• [What is expected] The response has to be every entry, printed word for word.

Stored data entries:
────────────────────
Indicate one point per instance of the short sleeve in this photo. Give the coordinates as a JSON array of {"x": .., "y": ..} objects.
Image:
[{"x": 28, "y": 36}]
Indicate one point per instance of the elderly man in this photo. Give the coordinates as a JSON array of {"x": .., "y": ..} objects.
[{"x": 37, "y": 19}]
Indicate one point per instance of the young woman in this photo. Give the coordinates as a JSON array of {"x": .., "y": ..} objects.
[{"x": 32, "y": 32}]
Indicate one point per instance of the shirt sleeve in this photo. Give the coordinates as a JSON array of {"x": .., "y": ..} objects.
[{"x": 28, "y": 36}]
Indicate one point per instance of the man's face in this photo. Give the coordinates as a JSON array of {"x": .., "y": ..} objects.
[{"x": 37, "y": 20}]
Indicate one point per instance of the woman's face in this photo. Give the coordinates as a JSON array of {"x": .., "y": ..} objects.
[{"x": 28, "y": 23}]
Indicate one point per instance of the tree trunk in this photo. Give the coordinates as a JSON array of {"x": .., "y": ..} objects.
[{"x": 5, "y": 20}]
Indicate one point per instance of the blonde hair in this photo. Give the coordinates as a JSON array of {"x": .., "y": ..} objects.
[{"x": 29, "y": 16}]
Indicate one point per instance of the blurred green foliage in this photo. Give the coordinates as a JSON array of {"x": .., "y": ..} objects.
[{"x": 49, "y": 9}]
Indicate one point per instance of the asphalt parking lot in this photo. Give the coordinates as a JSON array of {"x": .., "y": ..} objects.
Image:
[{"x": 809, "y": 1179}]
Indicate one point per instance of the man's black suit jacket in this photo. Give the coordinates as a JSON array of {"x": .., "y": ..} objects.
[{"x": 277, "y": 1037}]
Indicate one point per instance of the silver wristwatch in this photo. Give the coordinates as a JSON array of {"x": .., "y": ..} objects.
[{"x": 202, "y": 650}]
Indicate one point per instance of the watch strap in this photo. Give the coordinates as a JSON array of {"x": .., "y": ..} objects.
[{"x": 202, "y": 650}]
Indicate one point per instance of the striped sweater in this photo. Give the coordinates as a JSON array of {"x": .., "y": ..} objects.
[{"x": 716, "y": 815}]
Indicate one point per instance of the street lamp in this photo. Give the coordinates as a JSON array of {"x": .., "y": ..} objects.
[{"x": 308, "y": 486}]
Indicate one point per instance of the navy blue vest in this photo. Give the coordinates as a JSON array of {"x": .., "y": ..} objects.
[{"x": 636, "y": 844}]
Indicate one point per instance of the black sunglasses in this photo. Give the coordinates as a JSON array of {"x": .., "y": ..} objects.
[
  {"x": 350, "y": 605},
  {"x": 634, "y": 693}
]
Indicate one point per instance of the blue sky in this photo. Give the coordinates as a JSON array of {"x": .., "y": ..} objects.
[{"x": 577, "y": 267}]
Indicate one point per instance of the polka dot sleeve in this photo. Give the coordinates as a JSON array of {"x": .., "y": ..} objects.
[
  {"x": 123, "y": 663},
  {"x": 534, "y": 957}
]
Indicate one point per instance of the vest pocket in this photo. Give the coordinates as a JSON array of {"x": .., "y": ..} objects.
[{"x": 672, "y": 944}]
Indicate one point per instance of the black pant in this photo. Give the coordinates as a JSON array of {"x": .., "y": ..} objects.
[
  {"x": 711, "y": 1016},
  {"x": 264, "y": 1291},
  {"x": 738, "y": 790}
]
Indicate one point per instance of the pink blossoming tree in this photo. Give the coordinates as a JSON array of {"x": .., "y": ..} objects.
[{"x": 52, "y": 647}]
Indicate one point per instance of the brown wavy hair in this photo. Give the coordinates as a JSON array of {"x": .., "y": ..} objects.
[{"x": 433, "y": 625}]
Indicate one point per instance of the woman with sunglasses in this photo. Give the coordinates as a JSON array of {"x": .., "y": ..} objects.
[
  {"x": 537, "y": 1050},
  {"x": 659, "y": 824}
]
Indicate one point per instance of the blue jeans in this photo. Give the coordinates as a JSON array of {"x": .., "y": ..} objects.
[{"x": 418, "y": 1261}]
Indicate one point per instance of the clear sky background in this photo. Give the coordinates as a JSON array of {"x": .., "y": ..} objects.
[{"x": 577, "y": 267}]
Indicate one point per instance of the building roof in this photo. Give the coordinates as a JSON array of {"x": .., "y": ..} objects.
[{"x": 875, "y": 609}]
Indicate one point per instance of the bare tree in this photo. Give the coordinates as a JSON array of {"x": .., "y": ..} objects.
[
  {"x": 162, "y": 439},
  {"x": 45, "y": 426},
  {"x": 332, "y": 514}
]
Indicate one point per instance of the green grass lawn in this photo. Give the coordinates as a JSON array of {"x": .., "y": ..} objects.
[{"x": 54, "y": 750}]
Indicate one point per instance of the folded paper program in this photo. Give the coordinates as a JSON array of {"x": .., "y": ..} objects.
────────────────────
• [Solution]
Indicate one point per instance of the short sleeve in this photo. Give the coordinates as a JSON array of {"x": .., "y": ..} objects.
Image:
[{"x": 28, "y": 36}]
Indicate one point per instance of the elderly man in this photo. Give the coordinates as a JSON array of {"x": .., "y": ..} objects.
[{"x": 37, "y": 19}]
Indicate one point per instance of the young woman in this photo. Give the coordinates as a JSON array of {"x": .., "y": ..} objects.
[{"x": 32, "y": 32}]
Indicate one point per instance of the shirt sleeve in this photo. Give the coordinates as a JSON array of {"x": .., "y": ..} objects.
[{"x": 28, "y": 36}]
Indicate one point per instance of the man's face in this photo. Give the coordinates as a JSON array of {"x": .., "y": ..} objects.
[{"x": 37, "y": 20}]
Indicate one point per instance of the woman's face in this photo. Give the coordinates as a JSON array of {"x": .., "y": ..} objects.
[{"x": 28, "y": 23}]
Indicate one point per instance of the tree trunk in this photo. Give the coordinates as a JSON array of {"x": .., "y": ..} objects.
[{"x": 5, "y": 20}]
Indicate one point per instance of the blonde hair in this photo. Give the coordinates as a JSON array of {"x": .., "y": ..} objects.
[{"x": 29, "y": 16}]
Indicate one point per instance of the blurred green foliage in this photo. Give the coordinates as a JSON array of {"x": .., "y": ..} objects.
[{"x": 49, "y": 9}]
Indicate one point per instance of the asphalt parking lot in this photo. Give the coordinates as a JSON array of {"x": .., "y": ..} objects.
Image:
[{"x": 809, "y": 1179}]
Indicate one point per instance of the man's black suit jacket in this photo. Give the coordinates as a JSON array of {"x": .., "y": ..} objects.
[{"x": 277, "y": 1037}]
Indicate one point per instance of the silver wristwatch in this photo. Give the coordinates as a JSON array of {"x": .., "y": ..} objects.
[{"x": 202, "y": 650}]
Indicate one point per instance of the watch strap in this photo. Give the coordinates as a JSON array of {"x": .., "y": ..} objects.
[{"x": 202, "y": 650}]
Indicate one point per instance of the striped sweater in this photo. Give the coordinates as a JSON array of {"x": .., "y": ..} objects.
[{"x": 716, "y": 815}]
Indicate one point per instance of the street lamp in this photo. Give the coordinates as a JSON array of {"x": .., "y": ..} objects.
[{"x": 308, "y": 486}]
Indicate one point per instance of the navy blue vest in this photo. Give the coordinates as a JSON array of {"x": .., "y": ..} objects.
[{"x": 636, "y": 844}]
Indicate one point per instance of the black sunglasses in this photo. Give the coordinates as a JSON array of {"x": .., "y": ..} objects.
[
  {"x": 350, "y": 605},
  {"x": 634, "y": 693}
]
Indicate one point per instance of the blue sky in this photo. Give the coordinates as a JSON array of {"x": .., "y": ..} objects.
[{"x": 577, "y": 267}]
Indicate one point per instance of the polka dot sleeve in this photo. Give the coordinates as a JSON array of {"x": .., "y": ..} objects.
[
  {"x": 123, "y": 663},
  {"x": 534, "y": 957}
]
Indicate one point per instance of the vest pocket in this photo. Give the coordinates as a JSON array of {"x": .., "y": ..} objects.
[{"x": 672, "y": 944}]
Indicate one point per instance of the black pant in this photo. Give the coordinates as a JSON array of {"x": .., "y": ..} objects.
[
  {"x": 711, "y": 1016},
  {"x": 264, "y": 1291},
  {"x": 738, "y": 790}
]
Indicate one point per instance of the pink blossoming tree in this photo. Give the coordinates as a JSON array of {"x": .., "y": ..} objects.
[{"x": 52, "y": 647}]
Indicate one point per instance of the brown wavy hair in this photo. Give the coordinates as a JSON array of {"x": .., "y": ..} objects.
[{"x": 433, "y": 625}]
Indicate one point per instance of the woman with sunglasses in this photo. Give the coordinates as a JSON array of {"x": .., "y": ..} objects.
[
  {"x": 537, "y": 1050},
  {"x": 659, "y": 824}
]
Indicate one point per instance of the blue jeans in this photo. Give the coordinates as a JSON array of {"x": .., "y": ..} objects.
[{"x": 418, "y": 1261}]
Indicate one point per instance of the clear sky background in this photo. Give the coordinates as a JSON array of {"x": .., "y": ..} objects.
[{"x": 577, "y": 267}]
Indicate one point per instance of the building roof in this photo. Give the coordinates as a JSON array of {"x": .., "y": ..} objects.
[{"x": 875, "y": 609}]
Indicate one point per instance of the bare tree in this photo. Give the coordinates as a JSON array of {"x": .., "y": ..} objects.
[
  {"x": 162, "y": 439},
  {"x": 45, "y": 426},
  {"x": 332, "y": 514}
]
Indicate one point per instance of the green grass lawn in this photo. Give the coordinates as a JSON array of {"x": .., "y": ..} objects.
[{"x": 54, "y": 750}]
Indicate one point per instance of the folded paper program in this photo. Give the coordinates as a JSON array of {"x": .., "y": ..} objects.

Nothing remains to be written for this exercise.